**Task objective**
The word "black": in how many lines of the records does it appear? Reply with the number alone.

※ ※ ※

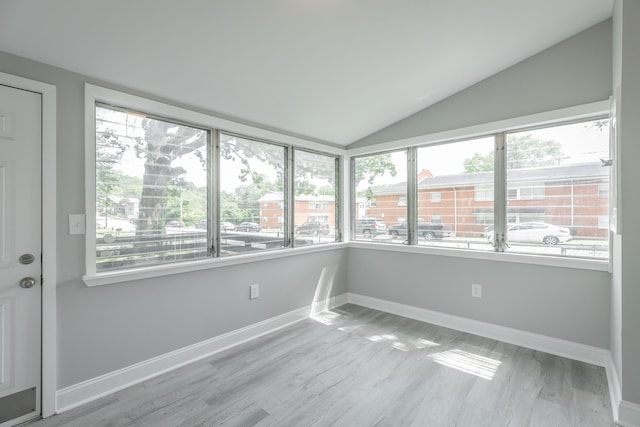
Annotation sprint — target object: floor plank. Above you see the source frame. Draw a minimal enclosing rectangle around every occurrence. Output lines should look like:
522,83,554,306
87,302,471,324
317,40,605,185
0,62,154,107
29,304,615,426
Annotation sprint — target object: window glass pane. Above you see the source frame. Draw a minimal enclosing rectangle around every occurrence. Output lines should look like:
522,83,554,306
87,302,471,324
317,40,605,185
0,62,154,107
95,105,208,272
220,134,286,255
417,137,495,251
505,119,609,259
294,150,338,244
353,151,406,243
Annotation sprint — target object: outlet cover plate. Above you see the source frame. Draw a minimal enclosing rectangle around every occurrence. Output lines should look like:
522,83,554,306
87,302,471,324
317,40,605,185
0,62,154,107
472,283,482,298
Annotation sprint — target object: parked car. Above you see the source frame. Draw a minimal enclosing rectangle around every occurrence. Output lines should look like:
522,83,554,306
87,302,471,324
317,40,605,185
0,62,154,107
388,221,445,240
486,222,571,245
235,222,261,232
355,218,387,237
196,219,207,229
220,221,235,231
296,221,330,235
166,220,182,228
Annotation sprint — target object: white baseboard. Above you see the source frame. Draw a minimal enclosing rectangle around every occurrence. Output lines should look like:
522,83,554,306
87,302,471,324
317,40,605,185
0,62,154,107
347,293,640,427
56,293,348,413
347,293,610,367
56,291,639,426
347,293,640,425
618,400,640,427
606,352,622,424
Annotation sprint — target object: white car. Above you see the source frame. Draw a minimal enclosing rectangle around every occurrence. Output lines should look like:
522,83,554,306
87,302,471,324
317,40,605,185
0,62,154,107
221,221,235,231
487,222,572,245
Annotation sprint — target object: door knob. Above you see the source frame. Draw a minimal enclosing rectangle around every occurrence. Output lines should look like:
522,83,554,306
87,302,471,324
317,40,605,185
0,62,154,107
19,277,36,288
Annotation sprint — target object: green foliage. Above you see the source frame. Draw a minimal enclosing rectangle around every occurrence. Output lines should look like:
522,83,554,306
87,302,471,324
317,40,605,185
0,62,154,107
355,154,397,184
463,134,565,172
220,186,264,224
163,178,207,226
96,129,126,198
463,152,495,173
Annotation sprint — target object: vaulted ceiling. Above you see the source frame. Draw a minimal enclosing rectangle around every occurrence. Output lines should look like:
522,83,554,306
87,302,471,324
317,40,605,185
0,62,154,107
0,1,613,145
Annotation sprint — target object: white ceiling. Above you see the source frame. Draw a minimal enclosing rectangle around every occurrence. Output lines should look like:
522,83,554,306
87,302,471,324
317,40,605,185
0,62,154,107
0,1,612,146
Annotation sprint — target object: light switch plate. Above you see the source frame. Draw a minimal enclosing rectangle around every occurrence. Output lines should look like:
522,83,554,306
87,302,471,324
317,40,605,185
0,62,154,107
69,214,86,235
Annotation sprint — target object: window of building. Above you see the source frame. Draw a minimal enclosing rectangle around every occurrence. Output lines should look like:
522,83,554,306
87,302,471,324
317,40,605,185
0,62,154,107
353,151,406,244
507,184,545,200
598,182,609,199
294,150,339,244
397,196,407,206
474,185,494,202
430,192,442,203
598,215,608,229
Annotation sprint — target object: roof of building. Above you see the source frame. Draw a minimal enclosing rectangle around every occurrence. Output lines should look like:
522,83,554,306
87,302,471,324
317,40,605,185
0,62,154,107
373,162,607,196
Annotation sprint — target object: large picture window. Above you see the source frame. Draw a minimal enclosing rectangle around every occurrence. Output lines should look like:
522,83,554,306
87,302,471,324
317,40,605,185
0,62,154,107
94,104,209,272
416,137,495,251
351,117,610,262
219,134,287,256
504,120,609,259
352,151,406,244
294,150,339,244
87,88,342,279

※ ※ ※

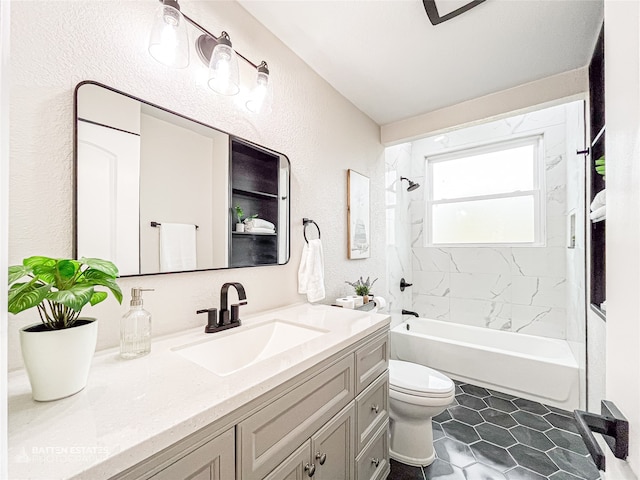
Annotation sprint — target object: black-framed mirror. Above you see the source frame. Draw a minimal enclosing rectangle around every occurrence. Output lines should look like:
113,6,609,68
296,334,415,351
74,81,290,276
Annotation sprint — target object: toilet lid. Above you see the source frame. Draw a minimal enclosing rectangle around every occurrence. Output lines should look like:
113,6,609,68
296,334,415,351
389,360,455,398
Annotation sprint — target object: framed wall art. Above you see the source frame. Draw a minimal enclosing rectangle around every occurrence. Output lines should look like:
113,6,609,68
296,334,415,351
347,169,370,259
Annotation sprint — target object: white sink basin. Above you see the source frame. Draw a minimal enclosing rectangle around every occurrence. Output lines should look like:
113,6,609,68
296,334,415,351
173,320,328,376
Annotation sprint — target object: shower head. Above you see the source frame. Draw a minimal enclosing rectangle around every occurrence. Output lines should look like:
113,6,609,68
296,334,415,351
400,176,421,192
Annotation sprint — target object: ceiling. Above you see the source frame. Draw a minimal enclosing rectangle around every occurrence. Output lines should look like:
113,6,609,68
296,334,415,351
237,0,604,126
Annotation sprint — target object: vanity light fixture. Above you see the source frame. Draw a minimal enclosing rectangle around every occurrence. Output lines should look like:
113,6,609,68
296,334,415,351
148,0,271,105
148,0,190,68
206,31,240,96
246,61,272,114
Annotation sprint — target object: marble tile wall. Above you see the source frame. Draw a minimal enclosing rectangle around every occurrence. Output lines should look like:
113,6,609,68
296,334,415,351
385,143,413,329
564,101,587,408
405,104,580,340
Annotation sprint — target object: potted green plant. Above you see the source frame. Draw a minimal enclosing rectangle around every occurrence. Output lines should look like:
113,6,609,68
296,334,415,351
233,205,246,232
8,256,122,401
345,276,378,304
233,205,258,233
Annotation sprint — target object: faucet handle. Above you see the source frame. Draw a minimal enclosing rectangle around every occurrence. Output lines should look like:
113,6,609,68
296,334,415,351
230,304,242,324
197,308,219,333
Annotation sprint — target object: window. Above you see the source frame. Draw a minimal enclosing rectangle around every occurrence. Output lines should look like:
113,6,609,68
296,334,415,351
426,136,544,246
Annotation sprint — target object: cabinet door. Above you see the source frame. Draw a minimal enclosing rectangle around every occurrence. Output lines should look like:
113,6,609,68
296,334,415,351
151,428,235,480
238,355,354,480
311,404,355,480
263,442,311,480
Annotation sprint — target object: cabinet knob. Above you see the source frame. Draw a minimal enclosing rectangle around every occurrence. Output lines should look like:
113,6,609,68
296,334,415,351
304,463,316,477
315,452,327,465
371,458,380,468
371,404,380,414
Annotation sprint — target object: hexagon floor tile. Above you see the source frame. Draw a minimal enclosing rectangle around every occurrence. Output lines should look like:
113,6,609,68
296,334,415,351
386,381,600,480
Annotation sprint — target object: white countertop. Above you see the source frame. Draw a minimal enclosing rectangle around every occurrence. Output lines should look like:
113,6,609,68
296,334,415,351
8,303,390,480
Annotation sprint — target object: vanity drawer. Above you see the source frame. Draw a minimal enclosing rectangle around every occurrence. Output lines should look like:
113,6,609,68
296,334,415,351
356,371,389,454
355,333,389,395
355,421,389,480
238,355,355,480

※ ※ ※

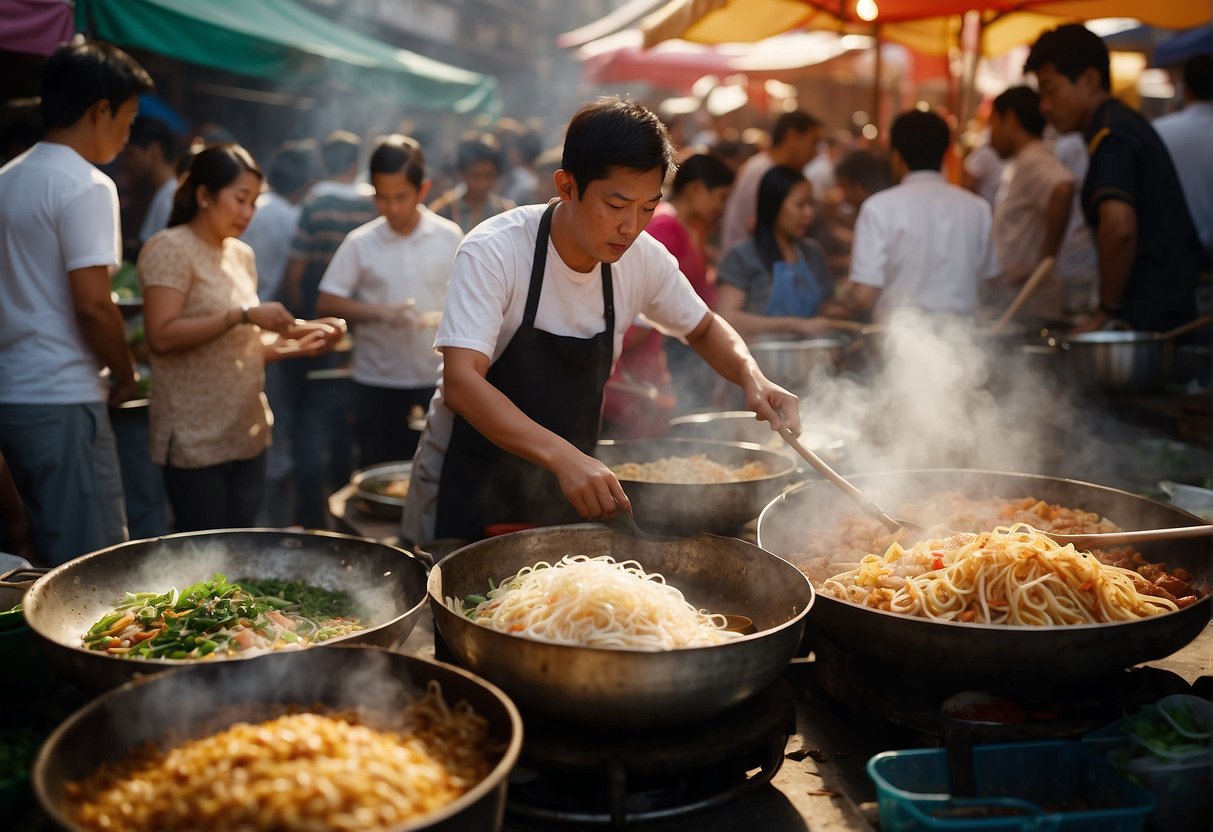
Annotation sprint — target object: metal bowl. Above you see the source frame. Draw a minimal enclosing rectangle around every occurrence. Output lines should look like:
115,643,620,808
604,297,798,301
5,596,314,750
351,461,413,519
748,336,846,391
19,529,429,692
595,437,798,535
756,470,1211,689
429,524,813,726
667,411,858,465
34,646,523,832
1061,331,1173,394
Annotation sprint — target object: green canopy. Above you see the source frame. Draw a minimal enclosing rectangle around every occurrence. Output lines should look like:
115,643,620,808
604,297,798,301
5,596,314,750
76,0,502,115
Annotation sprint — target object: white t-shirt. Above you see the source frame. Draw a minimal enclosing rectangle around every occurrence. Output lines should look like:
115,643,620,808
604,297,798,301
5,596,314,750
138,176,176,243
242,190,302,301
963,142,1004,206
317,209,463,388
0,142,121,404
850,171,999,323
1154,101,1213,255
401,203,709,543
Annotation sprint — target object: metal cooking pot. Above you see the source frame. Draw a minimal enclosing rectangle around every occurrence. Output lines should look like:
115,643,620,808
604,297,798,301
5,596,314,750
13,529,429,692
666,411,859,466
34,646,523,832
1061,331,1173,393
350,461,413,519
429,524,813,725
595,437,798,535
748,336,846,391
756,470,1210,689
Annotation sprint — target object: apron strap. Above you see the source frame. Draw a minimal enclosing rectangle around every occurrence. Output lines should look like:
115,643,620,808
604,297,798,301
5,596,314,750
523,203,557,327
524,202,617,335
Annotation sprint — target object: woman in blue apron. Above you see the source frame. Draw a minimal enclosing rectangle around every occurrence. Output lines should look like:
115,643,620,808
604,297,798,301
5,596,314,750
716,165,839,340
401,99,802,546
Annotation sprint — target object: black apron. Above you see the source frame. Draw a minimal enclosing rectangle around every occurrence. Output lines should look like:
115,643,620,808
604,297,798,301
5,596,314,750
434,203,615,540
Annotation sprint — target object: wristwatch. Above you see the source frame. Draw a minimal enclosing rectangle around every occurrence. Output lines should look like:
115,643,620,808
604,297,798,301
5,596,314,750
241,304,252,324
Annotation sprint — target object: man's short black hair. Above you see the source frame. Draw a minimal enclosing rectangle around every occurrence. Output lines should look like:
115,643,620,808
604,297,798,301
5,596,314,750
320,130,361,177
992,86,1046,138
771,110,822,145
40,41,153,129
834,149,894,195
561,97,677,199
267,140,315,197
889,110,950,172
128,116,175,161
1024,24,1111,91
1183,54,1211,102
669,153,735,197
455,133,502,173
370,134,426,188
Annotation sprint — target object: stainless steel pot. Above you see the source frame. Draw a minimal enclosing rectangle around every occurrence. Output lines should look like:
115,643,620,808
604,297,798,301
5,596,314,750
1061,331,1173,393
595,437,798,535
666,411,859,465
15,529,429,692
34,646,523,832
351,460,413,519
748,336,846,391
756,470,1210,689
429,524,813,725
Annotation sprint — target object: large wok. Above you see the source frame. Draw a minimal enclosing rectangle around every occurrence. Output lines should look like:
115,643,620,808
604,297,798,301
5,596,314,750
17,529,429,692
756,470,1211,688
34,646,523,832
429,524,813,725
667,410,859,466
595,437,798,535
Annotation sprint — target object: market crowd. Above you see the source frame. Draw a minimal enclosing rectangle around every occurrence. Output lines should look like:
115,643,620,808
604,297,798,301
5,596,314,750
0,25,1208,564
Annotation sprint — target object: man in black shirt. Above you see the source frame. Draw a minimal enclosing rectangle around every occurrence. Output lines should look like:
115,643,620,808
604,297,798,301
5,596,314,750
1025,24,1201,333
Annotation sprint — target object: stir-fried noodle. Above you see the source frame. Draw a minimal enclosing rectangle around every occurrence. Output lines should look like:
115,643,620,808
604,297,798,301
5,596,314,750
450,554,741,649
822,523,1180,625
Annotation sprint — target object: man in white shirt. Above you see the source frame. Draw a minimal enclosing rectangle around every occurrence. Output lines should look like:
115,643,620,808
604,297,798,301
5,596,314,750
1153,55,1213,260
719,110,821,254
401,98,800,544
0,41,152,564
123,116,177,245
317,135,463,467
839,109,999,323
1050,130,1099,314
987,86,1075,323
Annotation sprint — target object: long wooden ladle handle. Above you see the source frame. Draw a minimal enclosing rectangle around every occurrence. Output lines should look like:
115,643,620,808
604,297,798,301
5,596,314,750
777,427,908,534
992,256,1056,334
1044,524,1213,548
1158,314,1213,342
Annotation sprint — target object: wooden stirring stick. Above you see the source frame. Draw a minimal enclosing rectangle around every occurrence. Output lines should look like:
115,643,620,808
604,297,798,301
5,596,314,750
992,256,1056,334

※ ※ ※

**Written answer**
4